Exercise aim →
Copy verbatim the lines of the listing below from the line with "the distant building" through the end of the listing, including both ends.
### Information supplied ###
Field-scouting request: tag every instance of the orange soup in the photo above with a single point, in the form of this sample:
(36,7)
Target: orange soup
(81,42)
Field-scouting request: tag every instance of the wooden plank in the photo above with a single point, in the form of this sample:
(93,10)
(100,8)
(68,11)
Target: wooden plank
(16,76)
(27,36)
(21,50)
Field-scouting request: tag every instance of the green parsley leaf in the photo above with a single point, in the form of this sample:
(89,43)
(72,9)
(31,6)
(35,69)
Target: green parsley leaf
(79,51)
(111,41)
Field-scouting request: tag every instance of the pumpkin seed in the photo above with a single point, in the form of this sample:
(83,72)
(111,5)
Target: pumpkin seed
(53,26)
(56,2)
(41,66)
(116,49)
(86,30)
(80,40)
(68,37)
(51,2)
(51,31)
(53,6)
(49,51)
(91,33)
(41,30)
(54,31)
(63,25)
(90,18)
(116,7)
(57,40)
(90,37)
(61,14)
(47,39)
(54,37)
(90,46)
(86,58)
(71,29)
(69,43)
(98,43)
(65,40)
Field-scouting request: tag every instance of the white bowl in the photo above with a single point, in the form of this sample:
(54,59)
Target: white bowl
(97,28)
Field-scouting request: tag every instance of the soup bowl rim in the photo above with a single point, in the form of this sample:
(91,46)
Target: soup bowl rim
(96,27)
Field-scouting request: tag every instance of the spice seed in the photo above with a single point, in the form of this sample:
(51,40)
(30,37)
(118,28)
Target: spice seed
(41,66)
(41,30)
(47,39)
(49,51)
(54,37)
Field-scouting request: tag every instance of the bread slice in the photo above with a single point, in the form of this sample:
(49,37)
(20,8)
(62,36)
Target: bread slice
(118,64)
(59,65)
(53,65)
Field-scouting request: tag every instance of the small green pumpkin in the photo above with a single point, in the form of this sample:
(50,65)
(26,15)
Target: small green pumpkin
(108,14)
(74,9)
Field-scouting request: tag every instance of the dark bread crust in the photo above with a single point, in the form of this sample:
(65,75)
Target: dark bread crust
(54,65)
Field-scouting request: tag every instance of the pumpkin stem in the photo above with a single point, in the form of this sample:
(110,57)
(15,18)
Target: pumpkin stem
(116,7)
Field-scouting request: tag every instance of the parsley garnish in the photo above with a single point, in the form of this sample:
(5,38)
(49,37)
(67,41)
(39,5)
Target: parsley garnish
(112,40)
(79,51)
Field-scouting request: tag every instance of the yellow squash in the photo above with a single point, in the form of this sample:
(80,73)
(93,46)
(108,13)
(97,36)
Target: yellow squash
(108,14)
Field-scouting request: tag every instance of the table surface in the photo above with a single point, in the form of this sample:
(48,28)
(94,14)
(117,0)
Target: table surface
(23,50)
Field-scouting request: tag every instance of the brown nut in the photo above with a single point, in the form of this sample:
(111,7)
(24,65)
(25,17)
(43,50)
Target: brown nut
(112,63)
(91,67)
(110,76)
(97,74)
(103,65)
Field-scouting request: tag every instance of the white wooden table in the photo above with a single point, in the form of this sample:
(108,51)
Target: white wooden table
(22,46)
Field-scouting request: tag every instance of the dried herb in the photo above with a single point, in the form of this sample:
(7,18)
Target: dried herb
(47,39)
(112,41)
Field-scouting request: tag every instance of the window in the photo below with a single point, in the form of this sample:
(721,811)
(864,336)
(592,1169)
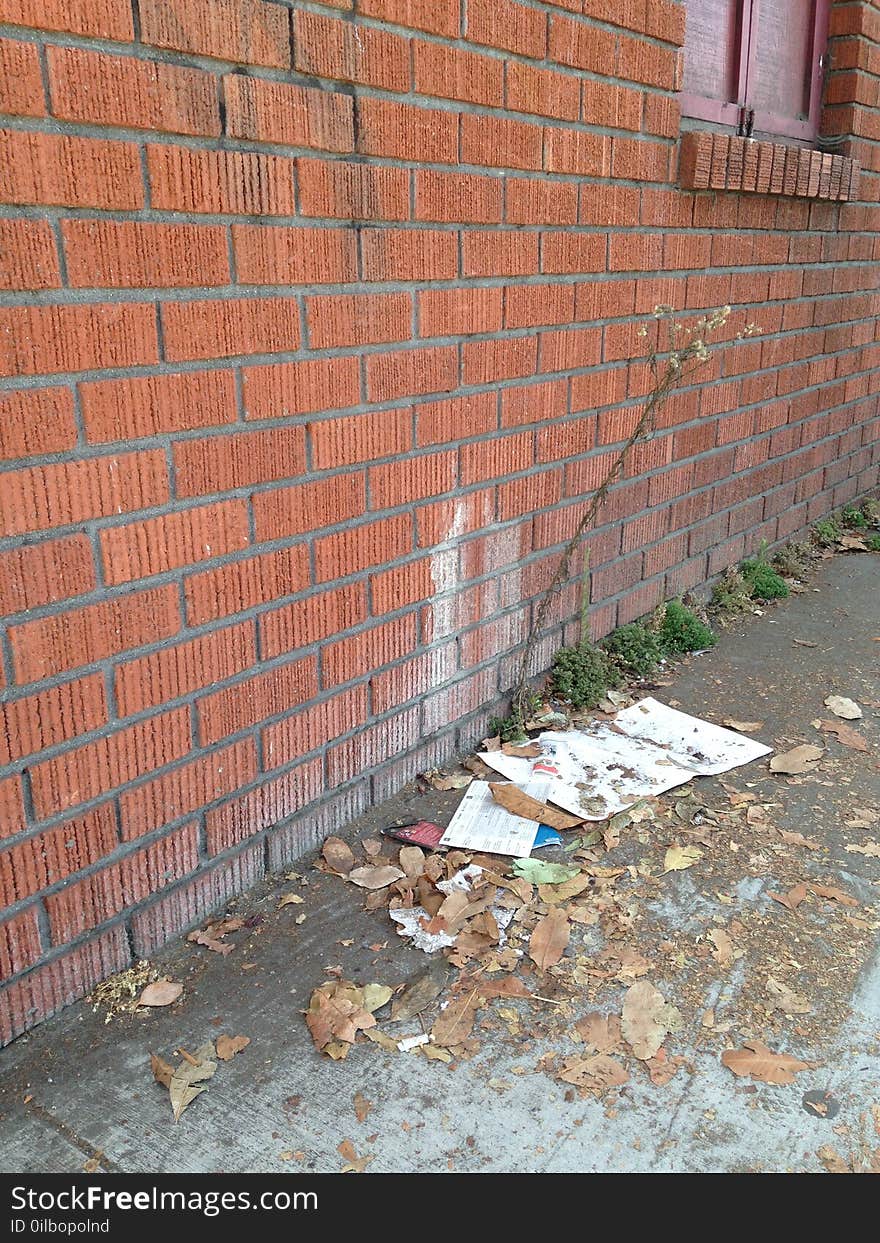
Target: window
(756,65)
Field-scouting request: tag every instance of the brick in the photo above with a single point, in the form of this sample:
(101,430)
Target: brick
(221,463)
(242,584)
(40,497)
(455,73)
(286,741)
(439,16)
(310,620)
(605,103)
(361,438)
(103,19)
(408,372)
(75,172)
(459,311)
(41,573)
(487,361)
(37,721)
(20,80)
(81,637)
(356,192)
(153,546)
(11,808)
(149,405)
(369,649)
(173,671)
(358,318)
(402,131)
(639,61)
(332,49)
(256,699)
(270,803)
(543,92)
(282,112)
(347,552)
(533,403)
(73,338)
(20,945)
(569,349)
(455,418)
(495,252)
(187,788)
(507,25)
(223,182)
(531,201)
(233,326)
(124,254)
(429,475)
(458,197)
(88,903)
(188,903)
(368,747)
(531,305)
(572,151)
(272,255)
(233,30)
(404,584)
(85,773)
(277,390)
(141,95)
(30,257)
(583,47)
(500,142)
(36,421)
(56,854)
(496,459)
(409,255)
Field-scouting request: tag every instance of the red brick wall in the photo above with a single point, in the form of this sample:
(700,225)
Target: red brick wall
(315,322)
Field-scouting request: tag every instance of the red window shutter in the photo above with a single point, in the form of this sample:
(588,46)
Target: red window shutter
(716,44)
(784,75)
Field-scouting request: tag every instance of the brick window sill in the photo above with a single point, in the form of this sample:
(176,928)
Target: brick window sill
(724,162)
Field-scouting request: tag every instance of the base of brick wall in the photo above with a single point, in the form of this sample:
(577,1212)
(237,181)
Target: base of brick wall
(72,973)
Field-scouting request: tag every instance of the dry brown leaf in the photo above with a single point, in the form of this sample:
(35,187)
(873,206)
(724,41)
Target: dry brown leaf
(755,1060)
(783,998)
(454,1023)
(832,1160)
(354,1164)
(599,1032)
(518,803)
(548,940)
(793,898)
(228,1045)
(799,760)
(844,707)
(845,735)
(163,992)
(871,849)
(798,839)
(375,876)
(337,855)
(646,1018)
(832,894)
(210,942)
(595,1074)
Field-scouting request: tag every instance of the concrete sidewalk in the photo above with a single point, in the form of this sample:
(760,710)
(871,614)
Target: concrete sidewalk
(80,1090)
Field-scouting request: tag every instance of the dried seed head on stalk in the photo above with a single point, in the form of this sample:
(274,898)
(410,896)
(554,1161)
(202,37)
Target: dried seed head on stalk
(669,366)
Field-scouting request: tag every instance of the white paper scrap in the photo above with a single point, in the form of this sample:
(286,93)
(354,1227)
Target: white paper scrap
(482,824)
(646,750)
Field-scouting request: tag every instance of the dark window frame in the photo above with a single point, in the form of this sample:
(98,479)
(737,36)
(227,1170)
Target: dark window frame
(740,113)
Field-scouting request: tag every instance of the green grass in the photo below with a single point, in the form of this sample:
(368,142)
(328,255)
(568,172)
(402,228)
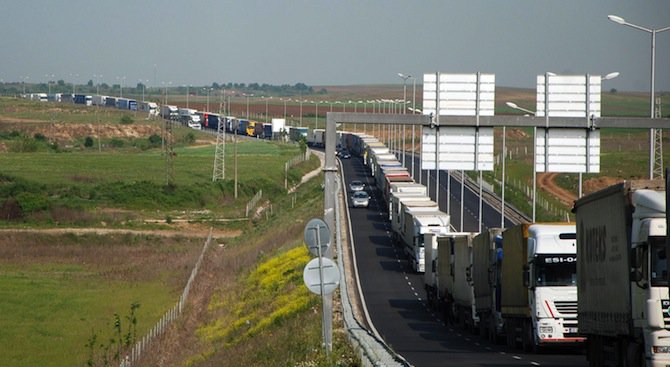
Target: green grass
(47,319)
(56,292)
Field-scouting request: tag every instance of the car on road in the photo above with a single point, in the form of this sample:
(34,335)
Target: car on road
(360,199)
(356,185)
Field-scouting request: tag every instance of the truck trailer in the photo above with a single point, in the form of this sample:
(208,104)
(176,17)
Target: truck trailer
(486,268)
(624,307)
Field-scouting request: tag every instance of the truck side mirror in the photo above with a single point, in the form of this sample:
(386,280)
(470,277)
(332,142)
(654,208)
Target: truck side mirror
(526,276)
(635,275)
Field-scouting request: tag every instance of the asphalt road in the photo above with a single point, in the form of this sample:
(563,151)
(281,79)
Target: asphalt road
(395,296)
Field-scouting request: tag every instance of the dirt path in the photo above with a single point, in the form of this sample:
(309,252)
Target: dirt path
(185,232)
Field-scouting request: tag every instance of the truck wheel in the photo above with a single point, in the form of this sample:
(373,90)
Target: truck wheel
(528,337)
(493,336)
(483,326)
(510,336)
(634,356)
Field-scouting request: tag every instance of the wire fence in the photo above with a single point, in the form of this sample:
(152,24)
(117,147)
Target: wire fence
(252,203)
(144,344)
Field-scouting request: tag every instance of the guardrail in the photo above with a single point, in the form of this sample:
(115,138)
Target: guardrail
(370,348)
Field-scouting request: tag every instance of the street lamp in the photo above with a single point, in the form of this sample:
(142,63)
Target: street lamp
(514,106)
(208,90)
(620,20)
(248,95)
(97,83)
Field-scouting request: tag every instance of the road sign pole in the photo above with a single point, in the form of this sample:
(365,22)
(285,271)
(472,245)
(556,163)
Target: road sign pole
(325,325)
(329,194)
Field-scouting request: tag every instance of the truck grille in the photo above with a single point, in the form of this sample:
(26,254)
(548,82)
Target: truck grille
(665,304)
(566,308)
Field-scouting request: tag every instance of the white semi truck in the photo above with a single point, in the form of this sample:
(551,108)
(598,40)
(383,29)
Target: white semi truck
(415,226)
(169,112)
(539,285)
(624,305)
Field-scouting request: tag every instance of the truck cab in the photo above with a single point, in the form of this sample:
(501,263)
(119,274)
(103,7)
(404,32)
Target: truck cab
(552,278)
(649,275)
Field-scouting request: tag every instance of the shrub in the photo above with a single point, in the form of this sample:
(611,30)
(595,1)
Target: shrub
(155,140)
(116,143)
(11,210)
(32,202)
(126,120)
(23,145)
(189,138)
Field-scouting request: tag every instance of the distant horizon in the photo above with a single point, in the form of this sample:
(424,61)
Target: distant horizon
(658,93)
(325,43)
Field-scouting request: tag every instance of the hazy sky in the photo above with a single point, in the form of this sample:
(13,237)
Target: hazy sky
(330,42)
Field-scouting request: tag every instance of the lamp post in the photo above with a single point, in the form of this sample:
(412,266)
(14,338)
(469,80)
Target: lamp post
(208,90)
(316,116)
(652,110)
(97,84)
(187,93)
(300,123)
(248,95)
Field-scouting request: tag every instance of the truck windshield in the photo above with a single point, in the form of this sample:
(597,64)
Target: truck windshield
(555,270)
(659,264)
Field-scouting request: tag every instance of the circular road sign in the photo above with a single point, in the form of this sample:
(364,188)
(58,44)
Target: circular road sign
(317,233)
(312,278)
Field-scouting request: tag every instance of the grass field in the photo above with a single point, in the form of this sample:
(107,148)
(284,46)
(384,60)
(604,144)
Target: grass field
(57,291)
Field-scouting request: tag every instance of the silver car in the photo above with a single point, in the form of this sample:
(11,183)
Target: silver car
(360,199)
(356,185)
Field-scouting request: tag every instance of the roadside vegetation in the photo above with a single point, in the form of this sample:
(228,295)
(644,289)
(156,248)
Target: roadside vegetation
(95,246)
(90,228)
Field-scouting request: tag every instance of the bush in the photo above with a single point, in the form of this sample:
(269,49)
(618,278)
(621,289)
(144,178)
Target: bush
(23,145)
(126,120)
(11,210)
(189,138)
(116,143)
(32,202)
(155,140)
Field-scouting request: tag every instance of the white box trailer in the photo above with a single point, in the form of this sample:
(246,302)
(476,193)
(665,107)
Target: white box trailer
(396,196)
(99,100)
(456,293)
(622,277)
(411,207)
(395,205)
(169,112)
(151,108)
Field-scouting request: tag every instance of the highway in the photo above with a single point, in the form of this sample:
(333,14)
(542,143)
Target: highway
(395,296)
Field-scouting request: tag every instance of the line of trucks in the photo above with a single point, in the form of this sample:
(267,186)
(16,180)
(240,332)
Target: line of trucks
(600,283)
(277,129)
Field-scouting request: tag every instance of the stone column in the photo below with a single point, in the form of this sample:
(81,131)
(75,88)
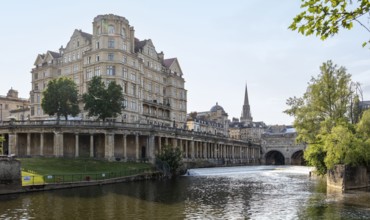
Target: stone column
(28,144)
(186,148)
(13,144)
(159,143)
(125,147)
(58,144)
(151,147)
(77,147)
(182,148)
(204,150)
(109,146)
(137,146)
(41,144)
(91,145)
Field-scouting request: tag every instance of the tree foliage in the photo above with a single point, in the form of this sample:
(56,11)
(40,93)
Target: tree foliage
(324,18)
(60,98)
(323,119)
(103,101)
(172,157)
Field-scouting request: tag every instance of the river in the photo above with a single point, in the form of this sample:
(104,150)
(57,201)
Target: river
(259,192)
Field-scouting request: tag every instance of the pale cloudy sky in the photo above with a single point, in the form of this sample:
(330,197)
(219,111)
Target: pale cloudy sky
(221,46)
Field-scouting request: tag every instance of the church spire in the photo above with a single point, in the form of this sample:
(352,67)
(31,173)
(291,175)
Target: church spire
(246,112)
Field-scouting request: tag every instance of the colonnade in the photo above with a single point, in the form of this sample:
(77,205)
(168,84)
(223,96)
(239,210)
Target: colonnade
(128,145)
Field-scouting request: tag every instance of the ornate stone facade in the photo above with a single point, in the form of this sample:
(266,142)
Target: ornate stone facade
(215,121)
(13,107)
(154,87)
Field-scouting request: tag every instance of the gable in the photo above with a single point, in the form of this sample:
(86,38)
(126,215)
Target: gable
(39,60)
(175,67)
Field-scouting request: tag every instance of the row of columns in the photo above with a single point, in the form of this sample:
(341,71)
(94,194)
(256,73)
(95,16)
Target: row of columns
(192,149)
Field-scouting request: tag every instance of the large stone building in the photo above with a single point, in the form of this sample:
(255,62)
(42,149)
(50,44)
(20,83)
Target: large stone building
(215,121)
(153,86)
(279,146)
(13,107)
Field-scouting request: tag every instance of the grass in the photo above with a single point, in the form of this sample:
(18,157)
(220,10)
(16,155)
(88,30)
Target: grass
(52,170)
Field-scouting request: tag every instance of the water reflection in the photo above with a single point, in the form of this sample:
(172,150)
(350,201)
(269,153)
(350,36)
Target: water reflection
(220,193)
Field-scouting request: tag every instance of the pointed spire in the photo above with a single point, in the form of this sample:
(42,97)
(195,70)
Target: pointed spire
(246,111)
(246,101)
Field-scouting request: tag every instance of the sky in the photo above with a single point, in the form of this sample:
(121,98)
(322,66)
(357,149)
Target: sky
(222,46)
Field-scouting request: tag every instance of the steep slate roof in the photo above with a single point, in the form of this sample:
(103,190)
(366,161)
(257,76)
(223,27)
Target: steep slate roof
(54,54)
(139,44)
(86,35)
(168,62)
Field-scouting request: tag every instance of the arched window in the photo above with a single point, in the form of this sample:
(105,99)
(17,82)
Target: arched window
(110,29)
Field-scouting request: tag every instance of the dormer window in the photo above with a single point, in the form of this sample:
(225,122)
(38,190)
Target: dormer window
(110,29)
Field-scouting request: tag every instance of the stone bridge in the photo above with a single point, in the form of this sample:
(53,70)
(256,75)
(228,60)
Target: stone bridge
(281,149)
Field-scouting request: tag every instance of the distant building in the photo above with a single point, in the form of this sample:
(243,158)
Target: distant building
###
Solution for this problem →
Field-scouting request: tag every instance of the distant building in the photo above with a single point, in the form of this sample:
(243,158)
Target: distant building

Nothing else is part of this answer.